# REQUEST
Show each line in the records below that contains the string "tattooed". Case counts.

# Lines of data
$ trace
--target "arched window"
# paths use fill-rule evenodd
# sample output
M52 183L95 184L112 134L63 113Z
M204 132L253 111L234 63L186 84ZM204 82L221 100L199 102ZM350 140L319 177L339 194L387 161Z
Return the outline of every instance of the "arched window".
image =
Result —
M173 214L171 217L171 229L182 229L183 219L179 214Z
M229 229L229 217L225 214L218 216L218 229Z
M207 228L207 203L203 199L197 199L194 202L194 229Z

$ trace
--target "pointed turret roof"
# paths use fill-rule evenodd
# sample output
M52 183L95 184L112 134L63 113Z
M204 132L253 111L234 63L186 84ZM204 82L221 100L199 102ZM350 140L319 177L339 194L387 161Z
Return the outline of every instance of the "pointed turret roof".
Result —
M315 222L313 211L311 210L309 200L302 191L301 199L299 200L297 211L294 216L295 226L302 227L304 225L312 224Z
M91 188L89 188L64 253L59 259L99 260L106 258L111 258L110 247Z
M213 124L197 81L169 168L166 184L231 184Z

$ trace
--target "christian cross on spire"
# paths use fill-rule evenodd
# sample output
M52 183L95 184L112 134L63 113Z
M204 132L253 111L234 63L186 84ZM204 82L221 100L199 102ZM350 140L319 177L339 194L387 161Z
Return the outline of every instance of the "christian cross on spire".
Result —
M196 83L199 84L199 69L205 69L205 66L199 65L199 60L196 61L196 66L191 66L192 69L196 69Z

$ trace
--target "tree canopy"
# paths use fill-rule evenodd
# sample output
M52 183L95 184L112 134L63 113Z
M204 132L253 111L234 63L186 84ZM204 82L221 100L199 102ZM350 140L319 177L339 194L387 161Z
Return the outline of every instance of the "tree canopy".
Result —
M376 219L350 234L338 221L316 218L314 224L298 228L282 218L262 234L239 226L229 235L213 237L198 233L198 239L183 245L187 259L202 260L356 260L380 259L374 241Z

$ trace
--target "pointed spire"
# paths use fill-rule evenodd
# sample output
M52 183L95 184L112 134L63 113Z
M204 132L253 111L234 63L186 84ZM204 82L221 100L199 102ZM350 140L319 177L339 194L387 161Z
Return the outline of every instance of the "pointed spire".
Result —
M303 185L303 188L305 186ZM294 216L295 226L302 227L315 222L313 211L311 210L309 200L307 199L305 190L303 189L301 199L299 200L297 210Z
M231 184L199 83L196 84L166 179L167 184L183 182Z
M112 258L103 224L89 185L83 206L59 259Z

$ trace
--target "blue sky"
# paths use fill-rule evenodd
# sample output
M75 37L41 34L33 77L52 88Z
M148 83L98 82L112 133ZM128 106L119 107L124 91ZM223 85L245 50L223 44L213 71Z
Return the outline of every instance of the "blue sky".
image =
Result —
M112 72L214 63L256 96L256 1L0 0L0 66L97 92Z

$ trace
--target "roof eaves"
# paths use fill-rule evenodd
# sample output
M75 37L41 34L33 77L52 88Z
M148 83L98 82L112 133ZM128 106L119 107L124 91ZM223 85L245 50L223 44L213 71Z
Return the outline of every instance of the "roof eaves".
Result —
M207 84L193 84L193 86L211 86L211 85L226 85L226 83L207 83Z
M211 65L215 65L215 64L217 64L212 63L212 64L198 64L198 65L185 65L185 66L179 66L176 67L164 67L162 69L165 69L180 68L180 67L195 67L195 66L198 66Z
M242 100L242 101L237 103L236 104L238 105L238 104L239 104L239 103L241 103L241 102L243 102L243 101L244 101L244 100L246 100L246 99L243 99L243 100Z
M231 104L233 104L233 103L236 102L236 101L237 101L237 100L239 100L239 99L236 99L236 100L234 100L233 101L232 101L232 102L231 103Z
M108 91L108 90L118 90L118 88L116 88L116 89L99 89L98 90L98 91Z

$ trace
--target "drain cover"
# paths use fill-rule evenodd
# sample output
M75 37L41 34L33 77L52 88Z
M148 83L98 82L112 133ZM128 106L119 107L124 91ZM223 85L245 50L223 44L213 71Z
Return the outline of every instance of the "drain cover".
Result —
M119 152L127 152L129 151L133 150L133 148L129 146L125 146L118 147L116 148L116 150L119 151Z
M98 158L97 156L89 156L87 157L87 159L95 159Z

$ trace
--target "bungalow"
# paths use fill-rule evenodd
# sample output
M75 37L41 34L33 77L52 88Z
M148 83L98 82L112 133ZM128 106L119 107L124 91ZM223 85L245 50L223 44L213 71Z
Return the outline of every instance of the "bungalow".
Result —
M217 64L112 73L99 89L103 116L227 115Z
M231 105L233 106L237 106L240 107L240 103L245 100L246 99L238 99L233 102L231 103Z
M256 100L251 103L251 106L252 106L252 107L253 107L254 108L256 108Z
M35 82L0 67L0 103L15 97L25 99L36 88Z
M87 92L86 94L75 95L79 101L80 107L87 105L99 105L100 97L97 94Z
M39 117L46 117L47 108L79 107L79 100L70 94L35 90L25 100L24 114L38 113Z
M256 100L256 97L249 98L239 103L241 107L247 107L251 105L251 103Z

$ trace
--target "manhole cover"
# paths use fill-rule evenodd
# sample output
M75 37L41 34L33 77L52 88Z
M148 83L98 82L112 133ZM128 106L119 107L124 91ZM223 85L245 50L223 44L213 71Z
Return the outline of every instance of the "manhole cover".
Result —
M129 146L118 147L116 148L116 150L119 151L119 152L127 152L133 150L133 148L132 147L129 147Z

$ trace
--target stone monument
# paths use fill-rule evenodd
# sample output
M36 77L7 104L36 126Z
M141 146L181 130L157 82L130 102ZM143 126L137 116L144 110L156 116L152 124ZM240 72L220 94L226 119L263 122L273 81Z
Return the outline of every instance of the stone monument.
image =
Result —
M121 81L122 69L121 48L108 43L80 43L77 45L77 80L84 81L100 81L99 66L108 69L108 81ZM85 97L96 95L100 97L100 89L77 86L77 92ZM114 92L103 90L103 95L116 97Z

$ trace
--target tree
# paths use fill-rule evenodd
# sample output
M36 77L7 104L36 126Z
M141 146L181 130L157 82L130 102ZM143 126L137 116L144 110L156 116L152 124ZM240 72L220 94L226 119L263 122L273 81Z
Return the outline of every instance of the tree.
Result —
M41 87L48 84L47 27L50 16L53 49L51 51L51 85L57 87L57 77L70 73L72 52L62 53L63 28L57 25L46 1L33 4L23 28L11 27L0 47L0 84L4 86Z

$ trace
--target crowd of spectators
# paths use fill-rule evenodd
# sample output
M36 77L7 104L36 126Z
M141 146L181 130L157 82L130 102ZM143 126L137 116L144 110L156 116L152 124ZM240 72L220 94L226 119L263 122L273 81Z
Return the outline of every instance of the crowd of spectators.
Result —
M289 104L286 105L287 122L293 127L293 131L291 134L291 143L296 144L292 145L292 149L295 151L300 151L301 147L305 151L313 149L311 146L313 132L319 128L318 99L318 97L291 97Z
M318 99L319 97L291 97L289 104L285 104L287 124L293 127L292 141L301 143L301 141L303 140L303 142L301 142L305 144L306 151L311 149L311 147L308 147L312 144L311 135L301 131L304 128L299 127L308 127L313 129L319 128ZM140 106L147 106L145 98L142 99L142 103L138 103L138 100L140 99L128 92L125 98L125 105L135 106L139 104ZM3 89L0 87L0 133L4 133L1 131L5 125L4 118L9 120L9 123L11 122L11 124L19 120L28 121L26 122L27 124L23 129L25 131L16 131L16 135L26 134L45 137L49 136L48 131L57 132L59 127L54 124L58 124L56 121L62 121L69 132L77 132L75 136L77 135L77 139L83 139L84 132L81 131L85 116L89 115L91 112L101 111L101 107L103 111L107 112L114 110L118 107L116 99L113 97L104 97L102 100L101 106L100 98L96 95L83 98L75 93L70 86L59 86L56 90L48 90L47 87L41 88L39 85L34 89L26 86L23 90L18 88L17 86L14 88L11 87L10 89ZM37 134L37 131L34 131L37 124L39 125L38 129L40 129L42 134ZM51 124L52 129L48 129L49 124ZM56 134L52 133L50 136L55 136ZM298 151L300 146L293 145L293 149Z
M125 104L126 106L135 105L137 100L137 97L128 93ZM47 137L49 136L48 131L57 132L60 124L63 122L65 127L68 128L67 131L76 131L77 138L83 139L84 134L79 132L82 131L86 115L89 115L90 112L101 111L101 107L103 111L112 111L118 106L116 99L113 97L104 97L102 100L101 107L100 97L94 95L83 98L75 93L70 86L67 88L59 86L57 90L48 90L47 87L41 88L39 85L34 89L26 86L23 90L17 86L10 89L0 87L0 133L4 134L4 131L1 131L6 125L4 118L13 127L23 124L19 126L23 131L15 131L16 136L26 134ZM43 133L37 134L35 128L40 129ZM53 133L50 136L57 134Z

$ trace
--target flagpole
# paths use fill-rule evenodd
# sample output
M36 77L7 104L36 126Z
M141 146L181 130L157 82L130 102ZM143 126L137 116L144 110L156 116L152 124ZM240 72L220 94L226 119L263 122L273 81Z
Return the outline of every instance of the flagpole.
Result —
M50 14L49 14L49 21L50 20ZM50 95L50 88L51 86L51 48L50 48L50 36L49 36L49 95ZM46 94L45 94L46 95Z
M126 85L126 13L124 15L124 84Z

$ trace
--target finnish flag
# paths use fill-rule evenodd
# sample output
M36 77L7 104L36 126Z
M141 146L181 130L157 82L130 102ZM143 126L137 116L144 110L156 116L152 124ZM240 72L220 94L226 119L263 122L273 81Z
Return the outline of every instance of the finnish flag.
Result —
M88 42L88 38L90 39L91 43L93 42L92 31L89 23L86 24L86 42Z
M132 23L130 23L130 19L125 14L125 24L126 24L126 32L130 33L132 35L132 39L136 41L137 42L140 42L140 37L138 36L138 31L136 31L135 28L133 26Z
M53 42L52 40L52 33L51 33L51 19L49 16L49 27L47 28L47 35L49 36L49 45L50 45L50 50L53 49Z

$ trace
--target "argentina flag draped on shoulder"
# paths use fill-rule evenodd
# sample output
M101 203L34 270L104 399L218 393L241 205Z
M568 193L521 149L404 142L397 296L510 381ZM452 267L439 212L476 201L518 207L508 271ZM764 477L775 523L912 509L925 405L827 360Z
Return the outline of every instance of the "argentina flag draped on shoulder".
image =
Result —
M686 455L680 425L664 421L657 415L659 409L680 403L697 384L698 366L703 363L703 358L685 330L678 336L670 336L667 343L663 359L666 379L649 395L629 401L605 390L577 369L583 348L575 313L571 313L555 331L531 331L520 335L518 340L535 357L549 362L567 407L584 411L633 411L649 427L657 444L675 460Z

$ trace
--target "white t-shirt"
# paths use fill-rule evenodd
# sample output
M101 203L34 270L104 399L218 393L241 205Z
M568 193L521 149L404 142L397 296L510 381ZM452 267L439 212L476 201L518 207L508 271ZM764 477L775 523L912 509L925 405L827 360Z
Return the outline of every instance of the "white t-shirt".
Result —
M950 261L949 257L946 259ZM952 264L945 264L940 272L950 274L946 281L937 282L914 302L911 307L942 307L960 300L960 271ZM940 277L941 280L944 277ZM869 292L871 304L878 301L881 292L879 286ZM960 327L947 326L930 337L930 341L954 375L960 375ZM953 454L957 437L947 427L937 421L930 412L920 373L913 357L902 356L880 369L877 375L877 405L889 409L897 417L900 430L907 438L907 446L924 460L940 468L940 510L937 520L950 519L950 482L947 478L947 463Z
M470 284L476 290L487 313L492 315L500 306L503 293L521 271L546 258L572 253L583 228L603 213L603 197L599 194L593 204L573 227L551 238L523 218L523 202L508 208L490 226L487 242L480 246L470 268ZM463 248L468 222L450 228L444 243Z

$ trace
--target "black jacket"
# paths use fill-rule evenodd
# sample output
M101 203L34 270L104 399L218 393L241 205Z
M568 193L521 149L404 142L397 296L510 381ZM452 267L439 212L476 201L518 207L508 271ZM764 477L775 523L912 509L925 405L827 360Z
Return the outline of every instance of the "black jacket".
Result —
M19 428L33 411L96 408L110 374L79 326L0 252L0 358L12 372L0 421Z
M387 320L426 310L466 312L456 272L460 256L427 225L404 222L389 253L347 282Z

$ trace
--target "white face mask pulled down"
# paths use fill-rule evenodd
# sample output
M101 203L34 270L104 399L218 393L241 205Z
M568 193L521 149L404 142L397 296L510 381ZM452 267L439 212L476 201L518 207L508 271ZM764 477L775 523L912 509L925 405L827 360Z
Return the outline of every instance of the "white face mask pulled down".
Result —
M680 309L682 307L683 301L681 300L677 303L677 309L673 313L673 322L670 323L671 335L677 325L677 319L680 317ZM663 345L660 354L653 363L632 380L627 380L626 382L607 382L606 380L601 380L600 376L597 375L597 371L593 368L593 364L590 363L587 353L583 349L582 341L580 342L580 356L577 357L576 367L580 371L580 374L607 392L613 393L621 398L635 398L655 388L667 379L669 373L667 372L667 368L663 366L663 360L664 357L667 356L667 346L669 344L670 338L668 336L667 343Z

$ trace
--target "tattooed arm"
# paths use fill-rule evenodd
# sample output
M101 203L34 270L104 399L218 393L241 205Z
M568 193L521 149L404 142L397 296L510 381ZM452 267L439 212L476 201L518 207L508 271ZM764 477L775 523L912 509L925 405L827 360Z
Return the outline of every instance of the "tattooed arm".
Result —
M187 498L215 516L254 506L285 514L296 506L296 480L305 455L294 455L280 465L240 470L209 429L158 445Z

# THE RESULT
--target "tattooed arm"
Return the outline of every instance of the "tattooed arm".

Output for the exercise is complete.